_Goal_
Turn each line of the entries below into an item of a numbered list, skipping any blank lines.

_Working data_
● ● ● ●
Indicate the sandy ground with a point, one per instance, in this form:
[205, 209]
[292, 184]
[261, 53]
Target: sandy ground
● ● ● ●
_Task solution_
1. Indicate the sandy ground with a point, one per instance, in this form:
2. [205, 209]
3. [292, 184]
4. [261, 53]
5. Target: sandy ground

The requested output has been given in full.